§ **Work to be completed**:
Starting at the beginning of the lines and going on through the line that contains "[[[378,202],[376,200],[364,201],[363,209],[366,211],[378,211]]]", rewrite those lines with "motorway" changed to "highway" and everything else kept the same. Leave the pictures out of your answer.

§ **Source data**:
— BEGIN —

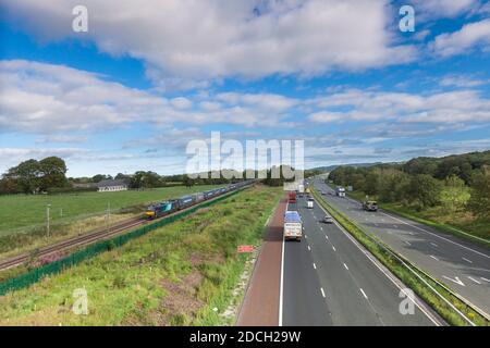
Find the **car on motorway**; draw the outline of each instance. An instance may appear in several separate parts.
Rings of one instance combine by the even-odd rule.
[[[378,202],[376,200],[364,201],[363,209],[366,211],[378,211]]]

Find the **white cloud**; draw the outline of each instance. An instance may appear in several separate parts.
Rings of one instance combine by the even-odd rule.
[[[430,45],[433,53],[440,57],[467,53],[475,47],[485,51],[490,49],[490,20],[469,23],[457,32],[441,34]]]
[[[413,0],[417,16],[426,21],[455,17],[479,5],[479,0]]]
[[[16,0],[10,17],[42,40],[94,40],[142,59],[162,87],[206,87],[225,77],[311,76],[414,60],[387,26],[388,0],[86,0],[89,32],[71,32],[76,0]],[[21,22],[22,21],[22,22]]]
[[[28,159],[41,160],[51,156],[70,159],[85,152],[81,148],[0,148],[0,176],[9,167]]]
[[[280,95],[235,92],[168,100],[97,74],[22,60],[0,61],[0,132],[51,136],[132,123],[287,127],[286,122],[278,122],[297,103]]]
[[[441,85],[442,87],[471,88],[486,85],[488,83],[490,83],[490,80],[471,78],[465,75],[446,75],[441,78],[439,85]]]
[[[350,89],[309,103],[320,109],[308,116],[316,123],[391,120],[444,124],[490,121],[490,101],[469,89],[427,96]],[[339,108],[343,111],[338,111]]]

— END —

§ **Exercise answer**:
Find the **car on highway**; draw the outline of each instance. An instance may appear in several separate parts.
Rings of one instance combine by the even-odd rule.
[[[378,202],[376,200],[364,201],[363,209],[366,211],[378,211]]]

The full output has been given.